Information shown:
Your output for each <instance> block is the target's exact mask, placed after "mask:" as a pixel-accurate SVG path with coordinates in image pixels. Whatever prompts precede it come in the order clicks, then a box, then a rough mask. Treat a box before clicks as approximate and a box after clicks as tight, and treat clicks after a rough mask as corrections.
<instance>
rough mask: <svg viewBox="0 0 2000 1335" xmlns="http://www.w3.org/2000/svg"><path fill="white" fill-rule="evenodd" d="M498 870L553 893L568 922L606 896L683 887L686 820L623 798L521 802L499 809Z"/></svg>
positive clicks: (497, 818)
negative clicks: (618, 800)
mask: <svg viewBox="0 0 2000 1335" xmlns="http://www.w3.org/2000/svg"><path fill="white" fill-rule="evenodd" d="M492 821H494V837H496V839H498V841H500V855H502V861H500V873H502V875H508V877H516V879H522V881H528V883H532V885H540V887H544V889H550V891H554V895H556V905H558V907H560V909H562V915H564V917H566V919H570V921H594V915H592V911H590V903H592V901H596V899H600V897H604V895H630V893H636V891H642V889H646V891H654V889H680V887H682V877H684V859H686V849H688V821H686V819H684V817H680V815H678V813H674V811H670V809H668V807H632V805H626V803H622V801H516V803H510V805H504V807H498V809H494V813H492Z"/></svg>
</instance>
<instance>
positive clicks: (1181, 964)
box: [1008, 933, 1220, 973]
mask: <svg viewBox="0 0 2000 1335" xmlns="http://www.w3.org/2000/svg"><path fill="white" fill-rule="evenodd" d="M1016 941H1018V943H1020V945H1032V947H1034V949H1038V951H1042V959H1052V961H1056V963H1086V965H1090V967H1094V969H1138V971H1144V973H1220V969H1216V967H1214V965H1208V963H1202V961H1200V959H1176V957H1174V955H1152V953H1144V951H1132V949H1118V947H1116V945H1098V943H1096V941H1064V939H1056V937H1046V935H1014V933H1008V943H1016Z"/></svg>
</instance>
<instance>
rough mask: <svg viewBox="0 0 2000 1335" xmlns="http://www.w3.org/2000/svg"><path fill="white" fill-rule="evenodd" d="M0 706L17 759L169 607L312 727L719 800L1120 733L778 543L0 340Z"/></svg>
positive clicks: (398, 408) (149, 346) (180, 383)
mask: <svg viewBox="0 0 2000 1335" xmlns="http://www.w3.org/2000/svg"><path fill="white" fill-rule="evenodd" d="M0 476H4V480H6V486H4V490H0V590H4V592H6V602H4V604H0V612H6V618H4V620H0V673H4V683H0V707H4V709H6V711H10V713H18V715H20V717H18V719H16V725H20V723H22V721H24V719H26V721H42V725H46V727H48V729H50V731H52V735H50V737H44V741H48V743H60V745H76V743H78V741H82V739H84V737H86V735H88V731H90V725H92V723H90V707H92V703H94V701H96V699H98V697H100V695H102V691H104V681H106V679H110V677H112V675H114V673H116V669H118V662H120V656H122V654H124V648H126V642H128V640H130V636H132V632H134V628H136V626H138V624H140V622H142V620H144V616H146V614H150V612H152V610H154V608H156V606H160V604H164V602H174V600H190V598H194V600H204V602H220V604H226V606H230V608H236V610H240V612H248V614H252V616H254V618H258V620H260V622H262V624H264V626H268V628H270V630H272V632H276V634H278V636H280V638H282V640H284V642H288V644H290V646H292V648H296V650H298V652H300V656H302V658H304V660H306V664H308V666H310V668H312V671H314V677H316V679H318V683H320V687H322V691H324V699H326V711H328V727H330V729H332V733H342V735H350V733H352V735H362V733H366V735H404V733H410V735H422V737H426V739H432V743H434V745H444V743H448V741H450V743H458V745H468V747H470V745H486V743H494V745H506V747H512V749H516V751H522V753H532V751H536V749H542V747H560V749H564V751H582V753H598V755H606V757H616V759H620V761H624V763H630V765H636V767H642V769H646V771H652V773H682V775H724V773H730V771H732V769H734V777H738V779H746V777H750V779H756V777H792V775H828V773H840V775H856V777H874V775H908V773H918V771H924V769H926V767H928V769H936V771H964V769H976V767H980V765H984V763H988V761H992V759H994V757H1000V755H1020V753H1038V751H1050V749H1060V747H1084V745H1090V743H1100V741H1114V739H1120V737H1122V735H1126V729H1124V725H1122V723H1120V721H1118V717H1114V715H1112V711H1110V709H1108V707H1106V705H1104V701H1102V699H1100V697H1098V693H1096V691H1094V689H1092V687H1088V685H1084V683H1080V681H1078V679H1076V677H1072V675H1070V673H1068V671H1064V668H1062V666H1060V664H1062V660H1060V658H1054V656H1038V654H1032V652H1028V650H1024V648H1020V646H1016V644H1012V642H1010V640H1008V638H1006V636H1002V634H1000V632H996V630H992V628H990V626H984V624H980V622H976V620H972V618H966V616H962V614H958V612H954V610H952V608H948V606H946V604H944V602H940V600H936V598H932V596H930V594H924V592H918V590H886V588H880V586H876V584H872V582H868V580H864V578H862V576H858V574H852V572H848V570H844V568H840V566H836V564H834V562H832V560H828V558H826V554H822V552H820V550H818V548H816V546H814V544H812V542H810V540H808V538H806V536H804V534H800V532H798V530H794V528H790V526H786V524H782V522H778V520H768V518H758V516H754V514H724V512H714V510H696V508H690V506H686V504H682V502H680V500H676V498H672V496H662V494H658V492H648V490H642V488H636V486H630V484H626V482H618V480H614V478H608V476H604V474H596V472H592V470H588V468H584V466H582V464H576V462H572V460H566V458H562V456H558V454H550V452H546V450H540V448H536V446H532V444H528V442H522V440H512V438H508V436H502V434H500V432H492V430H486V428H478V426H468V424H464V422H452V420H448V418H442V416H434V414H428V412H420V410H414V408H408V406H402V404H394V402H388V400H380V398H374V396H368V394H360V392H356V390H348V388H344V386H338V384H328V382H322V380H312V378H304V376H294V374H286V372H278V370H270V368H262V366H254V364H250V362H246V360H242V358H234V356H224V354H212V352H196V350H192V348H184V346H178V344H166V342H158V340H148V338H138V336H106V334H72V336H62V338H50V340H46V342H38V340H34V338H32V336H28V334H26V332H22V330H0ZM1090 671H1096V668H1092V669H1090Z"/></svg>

Work to be completed:
Convert the listing, from its first line through the line containing "positive clicks: (497, 818)", into a Markdown table with the columns "Row" and "Line", one numbered row per line, skipping any blank lines.

Answer below:
| Row | Line |
|---|---|
| 1 | Your output for each <instance> block is the target's exact mask, placed after "mask:" as a pixel-accurate SVG path with coordinates in image pixels. Whatever prompts precede it come in the order clicks, then a box, then a rough mask. Treat a box before clicks as approximate and a box after clicks as tight, and treat clicks after a rough mask as corrections. |
| 2 | <instance> |
| 3 | rough mask: <svg viewBox="0 0 2000 1335" xmlns="http://www.w3.org/2000/svg"><path fill="white" fill-rule="evenodd" d="M498 870L553 893L568 922L606 896L683 887L686 820L623 798L521 802L499 809Z"/></svg> |
| 4 | positive clicks: (497, 818) |